• Document section:

——————————

Problem

A $90 \, \mathrm{mm}$ length of wire moves with an upward velocity of $35 \, \mathrm{ms}^{-1}$ between the poles of a magnet. The magnetic field is $80 \, \mathrm{mT}$ directed to the right. The resistance in the wire is $5.00 \, \mathrm{m}\Omega$. Determine the magnitude and direction of the induced current.

Data

• Length of the wire: $L = 90 \, \mathrm{mm} = 0.09 \, \mathrm{m}$
• Magnetic field: $B = 80 \, \mathrm{mT} = 80 \times 10^{-3} \, \mathrm{T}$
• Velocity of the wire: $v = 35 \, \mathrm{ms}^{-1}$
• Resistance of the wire: $R = 5.00 \, \mathrm{m}\Omega = 5.00 \times 10^{-3} \, \Omega$

To find:

1. Induced current ($I$) - magnitude and direction.

Prerequisite Concepts

1. Motional e.m.f.:

$$\varepsilon = B L v$$

where:

• $B$ is the magnetic field,
• $L$ is the length of the wire,
• $v$ is the velocity of the wire.

2. Ohm’s Law for current:

$$I = \frac{\varepsilon}{R}$$

where:

• $\varepsilon$ is the induced e.m.f.,
• $R$ is the resistance of the wire.

——————————

• Request 1: In the induced current problem, which way is the magnetic field directed?
• Request 2: Pick up the induced current problem after its last line and keep writing it.

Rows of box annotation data
——————————

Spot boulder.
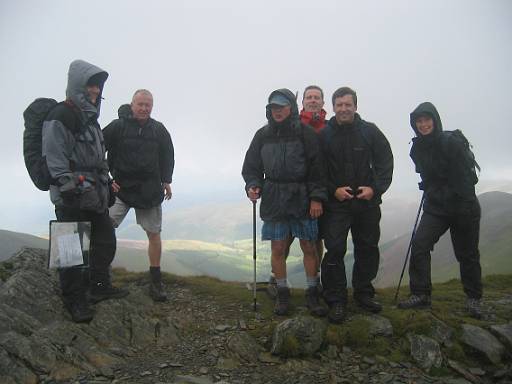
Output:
[227,332,265,363]
[490,323,512,351]
[349,315,393,337]
[407,333,443,371]
[270,316,327,356]
[461,324,505,364]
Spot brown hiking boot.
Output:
[274,287,290,316]
[397,295,432,309]
[306,286,327,317]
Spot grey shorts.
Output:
[108,197,162,233]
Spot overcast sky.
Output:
[0,0,512,230]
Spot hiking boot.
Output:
[274,287,290,316]
[306,287,327,317]
[267,276,277,299]
[149,281,167,303]
[466,297,483,319]
[397,295,432,309]
[354,295,382,313]
[89,282,130,304]
[327,301,346,324]
[65,300,94,323]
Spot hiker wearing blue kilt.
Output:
[242,89,327,316]
[398,102,482,318]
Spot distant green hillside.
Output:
[0,229,48,261]
[377,192,512,287]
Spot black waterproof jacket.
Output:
[410,102,479,215]
[242,89,327,221]
[320,113,393,209]
[103,106,174,208]
[42,60,109,213]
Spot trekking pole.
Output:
[394,193,425,303]
[252,200,256,312]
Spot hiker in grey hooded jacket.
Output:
[42,60,128,322]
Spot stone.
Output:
[490,323,512,351]
[270,316,327,357]
[407,333,443,371]
[258,352,281,364]
[430,317,454,347]
[174,375,213,384]
[349,315,393,337]
[461,324,505,365]
[217,357,240,371]
[448,360,479,383]
[227,332,265,363]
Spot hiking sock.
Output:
[306,276,318,288]
[149,267,162,282]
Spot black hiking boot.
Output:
[354,295,382,313]
[397,295,432,309]
[267,276,277,300]
[327,301,346,324]
[149,267,167,303]
[466,297,484,319]
[64,299,94,323]
[89,282,130,304]
[306,286,327,317]
[149,281,167,303]
[274,287,290,316]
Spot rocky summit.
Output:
[0,249,512,384]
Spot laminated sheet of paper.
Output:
[48,221,91,268]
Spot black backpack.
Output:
[23,98,58,191]
[443,129,480,185]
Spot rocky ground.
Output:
[0,249,512,384]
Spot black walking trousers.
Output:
[55,206,116,303]
[322,206,381,304]
[409,207,482,299]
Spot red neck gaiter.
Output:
[300,109,327,133]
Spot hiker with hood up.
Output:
[42,60,128,322]
[398,102,482,318]
[267,85,327,299]
[242,89,327,316]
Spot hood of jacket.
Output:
[266,88,299,125]
[66,60,108,118]
[410,101,443,137]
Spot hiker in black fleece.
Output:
[242,89,326,316]
[398,102,482,317]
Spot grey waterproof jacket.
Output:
[42,60,109,213]
[242,89,327,221]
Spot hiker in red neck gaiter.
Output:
[300,85,326,133]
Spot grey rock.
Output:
[215,324,231,332]
[217,357,240,371]
[448,360,480,383]
[227,332,264,363]
[430,318,454,347]
[327,345,338,360]
[461,324,505,364]
[270,316,327,356]
[407,333,443,371]
[349,315,393,337]
[174,375,213,384]
[490,323,512,351]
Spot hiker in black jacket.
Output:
[103,89,174,301]
[398,102,482,318]
[42,60,128,322]
[242,89,326,316]
[320,87,393,323]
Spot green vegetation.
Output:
[111,270,512,368]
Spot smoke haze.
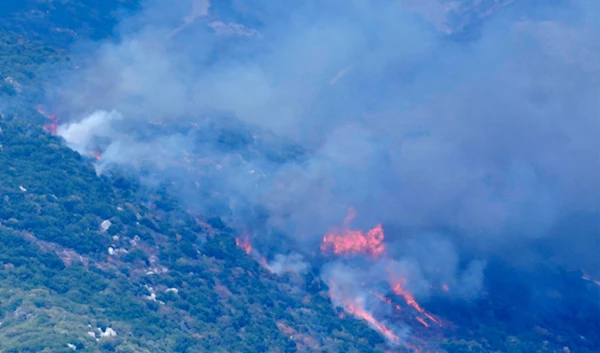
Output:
[50,0,600,344]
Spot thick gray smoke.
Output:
[53,0,600,340]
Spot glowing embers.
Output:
[235,235,252,254]
[321,209,385,258]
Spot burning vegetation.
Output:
[321,209,385,258]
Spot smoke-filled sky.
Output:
[51,0,600,324]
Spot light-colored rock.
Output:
[100,219,112,232]
[98,327,117,337]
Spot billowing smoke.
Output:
[51,0,600,341]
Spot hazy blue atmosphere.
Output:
[0,0,600,353]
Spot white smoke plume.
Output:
[50,0,600,344]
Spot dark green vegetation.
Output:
[0,118,383,352]
[0,0,600,353]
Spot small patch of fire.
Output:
[321,209,385,258]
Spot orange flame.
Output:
[321,209,385,258]
[329,282,399,342]
[342,300,399,342]
[235,236,252,254]
[392,282,439,327]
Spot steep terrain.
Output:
[0,0,600,353]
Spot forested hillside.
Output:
[0,0,600,353]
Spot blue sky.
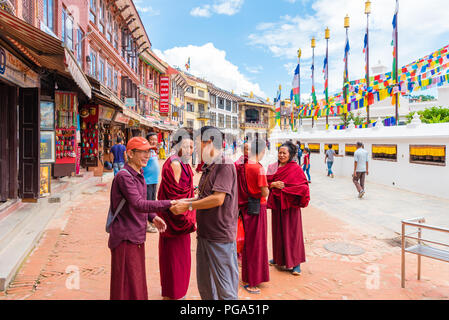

——————————

• Answer 1: To the right.

• Answer 2:
3. Fleming’s Right-Hand Rule determines the direction of the induced current.

Solution

Step 1: Calculate the Induced e.m.f.

1. Use the formula:

$$\varepsilon = B L v$$

2. Substitute the given values:

$$\varepsilon = (80 \times 10^{-3}) \cdot 0.09 \cdot 35$$

3. Simplify:

$$\varepsilon = 0.252 \, \mathrm{V}.$$

Step 2: Calculate the Induced Current

1. Use Ohm’s Law:

$$I = \frac{\varepsilon}{R}.$$

2. Substitute the values:

$$I = \frac{0.252}{5.00 \times 10^{-3}}.$$

3. Simplify:

$$I = 50.4 \, \mathrm{A}.$$

Step 3: Determine the Direction

1. Using Fleming’s Right-Hand Rule:
   • The thumb points in the direction of motion (upwards).
   • The forefinger points in the direction of the magnetic field (to the right).
   • The middle finger points in the direction of the induced current, which is into the plane of the paper.

Answer

1. Magnitude of induced current:

$$I = 50.4 \, \mathrm{A}.$$

2. Direction of the induced current: Into the plane of the paper.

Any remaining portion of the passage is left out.